- [Data for processing]
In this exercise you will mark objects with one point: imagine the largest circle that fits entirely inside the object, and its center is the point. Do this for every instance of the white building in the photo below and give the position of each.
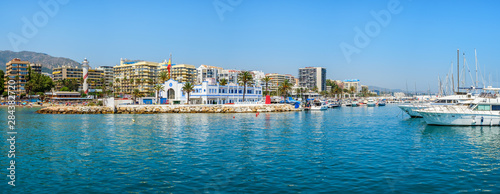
(230, 75)
(206, 93)
(257, 78)
(205, 72)
(348, 83)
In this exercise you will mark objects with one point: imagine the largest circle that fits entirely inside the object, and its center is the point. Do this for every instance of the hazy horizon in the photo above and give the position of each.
(383, 43)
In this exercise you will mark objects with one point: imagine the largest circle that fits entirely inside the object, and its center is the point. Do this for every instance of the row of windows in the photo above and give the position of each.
(485, 107)
(226, 91)
(20, 65)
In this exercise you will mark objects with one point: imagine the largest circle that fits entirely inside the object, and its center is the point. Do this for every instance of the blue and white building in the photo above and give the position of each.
(209, 93)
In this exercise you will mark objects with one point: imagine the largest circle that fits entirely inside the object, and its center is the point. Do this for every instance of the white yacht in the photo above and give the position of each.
(484, 110)
(316, 105)
(371, 103)
(411, 109)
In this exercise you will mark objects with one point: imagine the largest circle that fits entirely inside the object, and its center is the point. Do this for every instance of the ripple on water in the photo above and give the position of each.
(349, 149)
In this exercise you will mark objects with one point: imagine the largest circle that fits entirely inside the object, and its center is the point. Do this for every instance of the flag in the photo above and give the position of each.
(169, 65)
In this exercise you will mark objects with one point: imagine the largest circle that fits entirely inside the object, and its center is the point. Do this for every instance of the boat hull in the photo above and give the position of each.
(460, 119)
(411, 110)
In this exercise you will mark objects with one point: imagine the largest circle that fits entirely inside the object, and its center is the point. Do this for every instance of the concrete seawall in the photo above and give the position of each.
(154, 109)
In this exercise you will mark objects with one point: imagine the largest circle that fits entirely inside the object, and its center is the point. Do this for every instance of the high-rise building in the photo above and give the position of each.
(277, 80)
(135, 74)
(16, 70)
(67, 73)
(36, 67)
(313, 77)
(183, 73)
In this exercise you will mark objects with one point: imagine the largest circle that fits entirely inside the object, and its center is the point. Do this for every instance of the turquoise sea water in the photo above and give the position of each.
(346, 150)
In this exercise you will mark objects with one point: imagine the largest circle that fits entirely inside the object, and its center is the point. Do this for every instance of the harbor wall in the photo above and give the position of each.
(154, 109)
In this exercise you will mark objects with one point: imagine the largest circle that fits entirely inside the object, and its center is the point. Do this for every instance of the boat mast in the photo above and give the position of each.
(458, 70)
(465, 72)
(476, 83)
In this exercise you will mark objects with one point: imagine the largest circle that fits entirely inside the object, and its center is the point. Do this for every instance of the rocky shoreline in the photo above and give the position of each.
(155, 109)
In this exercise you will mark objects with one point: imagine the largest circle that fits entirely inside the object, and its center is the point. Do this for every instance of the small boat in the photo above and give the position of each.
(483, 111)
(333, 105)
(316, 105)
(371, 103)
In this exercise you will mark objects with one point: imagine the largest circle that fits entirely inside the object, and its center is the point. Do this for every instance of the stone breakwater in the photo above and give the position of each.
(154, 109)
(76, 110)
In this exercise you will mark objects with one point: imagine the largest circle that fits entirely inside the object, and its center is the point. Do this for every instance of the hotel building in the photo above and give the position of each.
(348, 83)
(94, 80)
(208, 93)
(181, 72)
(230, 75)
(205, 72)
(16, 68)
(311, 77)
(135, 74)
(108, 74)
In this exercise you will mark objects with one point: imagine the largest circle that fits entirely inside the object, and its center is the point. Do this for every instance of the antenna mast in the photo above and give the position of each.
(458, 70)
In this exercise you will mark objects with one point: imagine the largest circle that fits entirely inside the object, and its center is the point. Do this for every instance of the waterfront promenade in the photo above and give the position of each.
(154, 109)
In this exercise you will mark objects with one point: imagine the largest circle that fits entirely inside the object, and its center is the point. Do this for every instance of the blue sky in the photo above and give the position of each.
(418, 44)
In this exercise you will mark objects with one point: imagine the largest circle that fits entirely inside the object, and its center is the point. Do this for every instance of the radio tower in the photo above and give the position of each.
(85, 66)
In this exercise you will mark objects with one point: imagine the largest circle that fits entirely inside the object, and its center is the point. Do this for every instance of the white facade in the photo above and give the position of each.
(354, 83)
(257, 78)
(85, 66)
(205, 72)
(210, 94)
(230, 75)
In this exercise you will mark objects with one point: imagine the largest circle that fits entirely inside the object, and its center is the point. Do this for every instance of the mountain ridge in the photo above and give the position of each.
(48, 62)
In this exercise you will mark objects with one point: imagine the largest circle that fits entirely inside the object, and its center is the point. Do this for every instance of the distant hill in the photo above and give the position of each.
(48, 62)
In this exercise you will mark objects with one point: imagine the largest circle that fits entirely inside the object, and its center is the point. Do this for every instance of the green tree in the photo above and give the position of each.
(223, 82)
(40, 83)
(158, 88)
(284, 87)
(244, 78)
(188, 88)
(164, 76)
(136, 94)
(2, 75)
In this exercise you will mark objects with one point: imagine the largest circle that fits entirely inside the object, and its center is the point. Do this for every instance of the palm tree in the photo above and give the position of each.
(164, 76)
(117, 90)
(188, 88)
(245, 77)
(267, 80)
(158, 88)
(223, 82)
(286, 85)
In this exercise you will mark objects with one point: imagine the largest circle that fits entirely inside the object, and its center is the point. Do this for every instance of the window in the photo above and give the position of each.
(483, 107)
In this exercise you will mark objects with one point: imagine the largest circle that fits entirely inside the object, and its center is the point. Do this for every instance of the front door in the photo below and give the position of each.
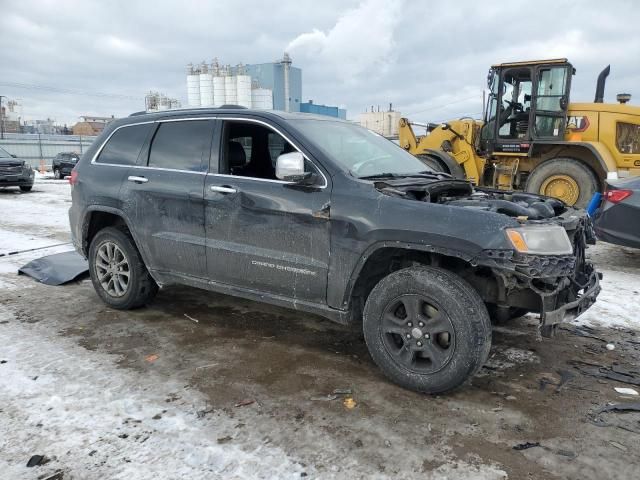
(163, 197)
(262, 233)
(550, 102)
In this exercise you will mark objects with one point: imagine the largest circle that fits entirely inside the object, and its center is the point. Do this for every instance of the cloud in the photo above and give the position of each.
(360, 44)
(430, 59)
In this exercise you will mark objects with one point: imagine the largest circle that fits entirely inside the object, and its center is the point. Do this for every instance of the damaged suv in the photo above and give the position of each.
(324, 216)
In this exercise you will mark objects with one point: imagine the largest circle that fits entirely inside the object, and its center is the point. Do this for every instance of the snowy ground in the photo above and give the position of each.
(152, 393)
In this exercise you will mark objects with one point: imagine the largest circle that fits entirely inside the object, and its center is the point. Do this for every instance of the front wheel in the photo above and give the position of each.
(427, 329)
(567, 179)
(117, 271)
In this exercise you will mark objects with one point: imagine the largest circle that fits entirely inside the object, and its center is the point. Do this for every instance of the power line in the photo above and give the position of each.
(48, 88)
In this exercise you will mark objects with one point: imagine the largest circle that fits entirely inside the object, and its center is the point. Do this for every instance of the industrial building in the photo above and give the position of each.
(264, 86)
(310, 107)
(91, 126)
(10, 115)
(156, 102)
(384, 123)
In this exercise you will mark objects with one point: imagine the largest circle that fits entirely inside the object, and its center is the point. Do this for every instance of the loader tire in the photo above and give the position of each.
(568, 179)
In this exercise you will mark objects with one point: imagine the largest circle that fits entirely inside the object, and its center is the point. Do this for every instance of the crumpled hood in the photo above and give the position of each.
(460, 193)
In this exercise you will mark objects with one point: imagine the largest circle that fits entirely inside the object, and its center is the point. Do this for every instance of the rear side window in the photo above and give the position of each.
(181, 145)
(124, 145)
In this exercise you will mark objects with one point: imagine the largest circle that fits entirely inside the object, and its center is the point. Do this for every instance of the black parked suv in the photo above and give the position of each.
(15, 172)
(63, 163)
(324, 216)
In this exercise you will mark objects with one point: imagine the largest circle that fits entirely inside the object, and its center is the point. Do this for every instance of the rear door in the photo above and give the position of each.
(163, 196)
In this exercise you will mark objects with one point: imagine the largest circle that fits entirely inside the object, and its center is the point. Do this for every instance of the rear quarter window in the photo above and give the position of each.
(181, 145)
(123, 147)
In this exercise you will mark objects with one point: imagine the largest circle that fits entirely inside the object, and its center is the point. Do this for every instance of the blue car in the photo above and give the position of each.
(618, 219)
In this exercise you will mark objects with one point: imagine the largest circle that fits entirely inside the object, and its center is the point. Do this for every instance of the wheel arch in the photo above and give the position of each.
(383, 258)
(98, 217)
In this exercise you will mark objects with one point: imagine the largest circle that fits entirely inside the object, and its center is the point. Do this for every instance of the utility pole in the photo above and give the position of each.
(1, 118)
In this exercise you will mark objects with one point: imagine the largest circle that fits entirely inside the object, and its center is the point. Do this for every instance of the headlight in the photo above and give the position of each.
(540, 240)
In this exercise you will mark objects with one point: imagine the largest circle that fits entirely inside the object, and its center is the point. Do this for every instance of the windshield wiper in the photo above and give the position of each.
(382, 175)
(424, 173)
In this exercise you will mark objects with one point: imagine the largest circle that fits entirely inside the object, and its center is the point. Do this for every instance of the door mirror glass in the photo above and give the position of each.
(290, 167)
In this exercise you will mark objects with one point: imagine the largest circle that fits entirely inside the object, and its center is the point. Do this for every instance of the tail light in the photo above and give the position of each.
(616, 196)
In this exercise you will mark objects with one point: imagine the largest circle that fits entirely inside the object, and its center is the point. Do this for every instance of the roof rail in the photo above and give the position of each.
(226, 106)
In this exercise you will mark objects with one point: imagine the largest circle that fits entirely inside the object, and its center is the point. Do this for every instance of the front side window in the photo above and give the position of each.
(551, 89)
(628, 138)
(361, 152)
(251, 150)
(124, 145)
(181, 145)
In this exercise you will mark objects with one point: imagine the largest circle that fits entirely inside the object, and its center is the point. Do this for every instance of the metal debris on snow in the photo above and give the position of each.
(626, 391)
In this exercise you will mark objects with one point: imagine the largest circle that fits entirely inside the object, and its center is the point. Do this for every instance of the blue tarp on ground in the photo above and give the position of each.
(57, 269)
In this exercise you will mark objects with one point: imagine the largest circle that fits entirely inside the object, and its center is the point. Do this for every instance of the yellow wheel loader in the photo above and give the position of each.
(532, 138)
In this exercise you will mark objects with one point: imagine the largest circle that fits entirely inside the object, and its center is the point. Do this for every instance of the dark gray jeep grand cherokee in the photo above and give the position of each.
(323, 216)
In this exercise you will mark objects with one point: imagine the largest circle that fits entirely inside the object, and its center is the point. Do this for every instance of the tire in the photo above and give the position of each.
(575, 173)
(117, 289)
(447, 348)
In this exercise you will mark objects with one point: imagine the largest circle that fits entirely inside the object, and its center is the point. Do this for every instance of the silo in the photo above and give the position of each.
(193, 86)
(206, 86)
(243, 84)
(262, 99)
(218, 83)
(230, 88)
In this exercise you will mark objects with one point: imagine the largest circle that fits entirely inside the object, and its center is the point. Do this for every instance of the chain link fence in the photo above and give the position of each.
(35, 147)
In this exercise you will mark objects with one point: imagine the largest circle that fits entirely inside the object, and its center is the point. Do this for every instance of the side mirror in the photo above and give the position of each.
(290, 168)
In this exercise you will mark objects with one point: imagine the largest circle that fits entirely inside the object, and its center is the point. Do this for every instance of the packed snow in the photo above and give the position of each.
(57, 397)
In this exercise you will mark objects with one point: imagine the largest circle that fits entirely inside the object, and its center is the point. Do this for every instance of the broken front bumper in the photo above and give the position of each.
(553, 314)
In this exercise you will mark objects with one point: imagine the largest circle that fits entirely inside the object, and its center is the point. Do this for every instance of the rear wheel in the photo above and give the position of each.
(565, 178)
(427, 329)
(117, 271)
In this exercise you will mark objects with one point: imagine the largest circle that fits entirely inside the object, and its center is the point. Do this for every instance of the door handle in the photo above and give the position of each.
(216, 188)
(133, 178)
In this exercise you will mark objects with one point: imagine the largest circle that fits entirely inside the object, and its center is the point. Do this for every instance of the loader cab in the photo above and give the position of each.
(527, 102)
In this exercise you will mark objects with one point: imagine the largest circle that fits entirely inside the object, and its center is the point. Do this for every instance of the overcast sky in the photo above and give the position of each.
(428, 58)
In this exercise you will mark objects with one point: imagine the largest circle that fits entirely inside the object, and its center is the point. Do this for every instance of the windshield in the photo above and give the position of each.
(361, 152)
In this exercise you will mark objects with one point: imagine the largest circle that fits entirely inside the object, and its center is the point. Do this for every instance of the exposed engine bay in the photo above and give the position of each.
(460, 193)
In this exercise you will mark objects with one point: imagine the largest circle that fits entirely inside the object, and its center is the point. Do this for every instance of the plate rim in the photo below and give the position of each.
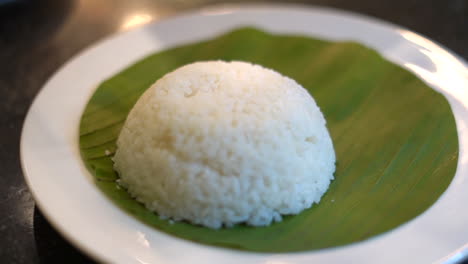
(199, 11)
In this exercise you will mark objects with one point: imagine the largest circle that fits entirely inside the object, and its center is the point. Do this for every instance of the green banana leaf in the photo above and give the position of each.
(395, 138)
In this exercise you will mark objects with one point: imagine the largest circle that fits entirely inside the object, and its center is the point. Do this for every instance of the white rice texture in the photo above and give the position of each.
(219, 143)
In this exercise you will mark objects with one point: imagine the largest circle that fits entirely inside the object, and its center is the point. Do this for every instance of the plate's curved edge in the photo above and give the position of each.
(283, 7)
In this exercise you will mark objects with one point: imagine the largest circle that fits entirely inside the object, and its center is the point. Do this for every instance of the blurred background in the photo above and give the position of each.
(38, 36)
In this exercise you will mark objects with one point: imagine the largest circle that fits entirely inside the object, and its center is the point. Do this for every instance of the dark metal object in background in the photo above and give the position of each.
(38, 36)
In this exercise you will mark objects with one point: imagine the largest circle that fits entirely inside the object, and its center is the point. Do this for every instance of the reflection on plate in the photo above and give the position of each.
(69, 199)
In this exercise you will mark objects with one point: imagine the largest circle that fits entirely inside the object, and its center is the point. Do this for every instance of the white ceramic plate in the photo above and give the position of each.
(65, 194)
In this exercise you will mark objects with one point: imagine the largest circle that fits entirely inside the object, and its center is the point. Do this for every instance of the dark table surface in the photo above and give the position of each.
(38, 36)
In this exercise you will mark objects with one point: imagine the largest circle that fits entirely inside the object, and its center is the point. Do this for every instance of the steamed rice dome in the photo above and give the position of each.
(219, 143)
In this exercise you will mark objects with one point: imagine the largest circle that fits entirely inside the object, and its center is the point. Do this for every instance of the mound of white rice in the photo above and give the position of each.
(219, 143)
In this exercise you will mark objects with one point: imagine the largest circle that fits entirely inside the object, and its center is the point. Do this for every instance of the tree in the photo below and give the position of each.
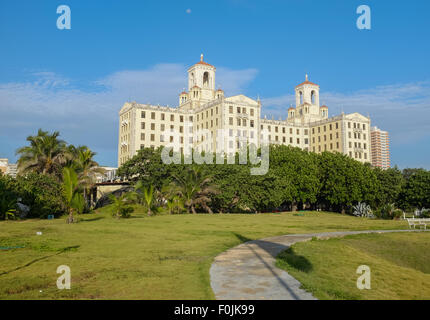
(415, 193)
(195, 188)
(390, 184)
(74, 199)
(121, 205)
(45, 154)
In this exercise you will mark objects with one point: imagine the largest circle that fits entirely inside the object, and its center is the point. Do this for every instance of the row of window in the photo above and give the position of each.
(358, 155)
(325, 147)
(330, 126)
(242, 110)
(269, 128)
(241, 122)
(325, 137)
(163, 116)
(357, 135)
(357, 125)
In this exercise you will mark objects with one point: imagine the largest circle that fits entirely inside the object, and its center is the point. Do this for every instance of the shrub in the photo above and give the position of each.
(386, 211)
(362, 210)
(121, 205)
(397, 214)
(42, 193)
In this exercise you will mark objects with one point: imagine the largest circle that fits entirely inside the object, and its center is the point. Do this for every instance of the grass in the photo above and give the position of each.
(399, 266)
(161, 257)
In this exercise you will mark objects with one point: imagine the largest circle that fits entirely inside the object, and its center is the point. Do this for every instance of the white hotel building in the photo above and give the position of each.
(203, 111)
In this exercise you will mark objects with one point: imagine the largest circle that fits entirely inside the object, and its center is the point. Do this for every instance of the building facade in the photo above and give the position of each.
(380, 142)
(207, 120)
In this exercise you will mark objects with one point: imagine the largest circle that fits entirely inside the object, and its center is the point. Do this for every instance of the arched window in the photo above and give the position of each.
(206, 79)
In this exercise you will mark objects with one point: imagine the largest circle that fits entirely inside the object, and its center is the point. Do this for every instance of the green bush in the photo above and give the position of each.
(42, 193)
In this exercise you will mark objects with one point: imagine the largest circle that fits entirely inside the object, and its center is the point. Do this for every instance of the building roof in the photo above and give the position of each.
(205, 63)
(307, 82)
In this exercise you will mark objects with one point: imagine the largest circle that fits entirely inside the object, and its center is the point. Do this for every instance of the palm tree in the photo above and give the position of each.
(121, 206)
(7, 207)
(174, 205)
(45, 154)
(195, 188)
(74, 199)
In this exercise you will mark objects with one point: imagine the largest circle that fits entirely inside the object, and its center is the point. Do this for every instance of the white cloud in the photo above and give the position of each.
(402, 109)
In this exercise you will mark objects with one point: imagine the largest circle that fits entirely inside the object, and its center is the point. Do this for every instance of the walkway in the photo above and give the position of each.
(248, 272)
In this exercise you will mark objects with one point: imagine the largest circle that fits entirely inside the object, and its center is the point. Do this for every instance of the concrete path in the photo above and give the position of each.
(248, 272)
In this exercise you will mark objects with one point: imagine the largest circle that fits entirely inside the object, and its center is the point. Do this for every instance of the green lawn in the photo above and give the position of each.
(162, 257)
(399, 265)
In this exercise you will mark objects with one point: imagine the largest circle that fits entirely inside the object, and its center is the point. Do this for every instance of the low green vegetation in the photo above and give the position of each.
(143, 257)
(399, 265)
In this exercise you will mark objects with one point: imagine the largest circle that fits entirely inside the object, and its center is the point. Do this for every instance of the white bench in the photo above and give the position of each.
(418, 222)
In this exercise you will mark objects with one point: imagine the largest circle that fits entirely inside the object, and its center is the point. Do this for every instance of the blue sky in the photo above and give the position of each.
(75, 81)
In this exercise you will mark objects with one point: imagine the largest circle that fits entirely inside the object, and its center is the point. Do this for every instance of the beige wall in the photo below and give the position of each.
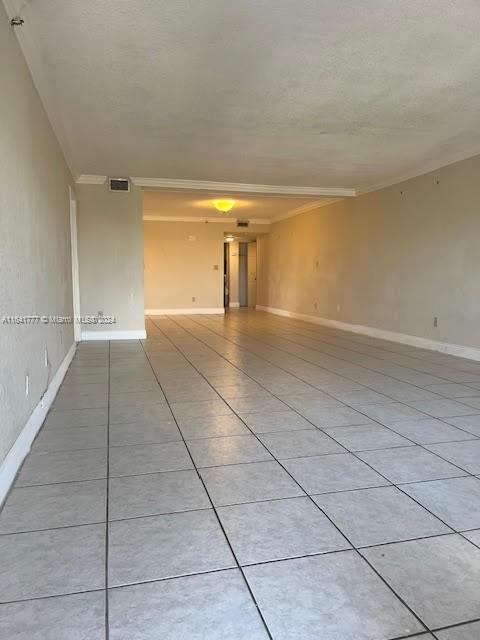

- [Task] Pick out each line from the rows above that contains the word "roof", and copy those lines.

- [Solution for this task]
In this exercise you will mark objects with one point: imagine the largest circle that fits entirely inside the object, and its center is the point. Do this for every instance of the roof rail in the photo above and give the position of each.
In this exercise you will mark objects with one point: imagine the largest circle that fits entirely inside the object, and its center is the point. Do this for every instance of the building roof in the photo above and give the position of each.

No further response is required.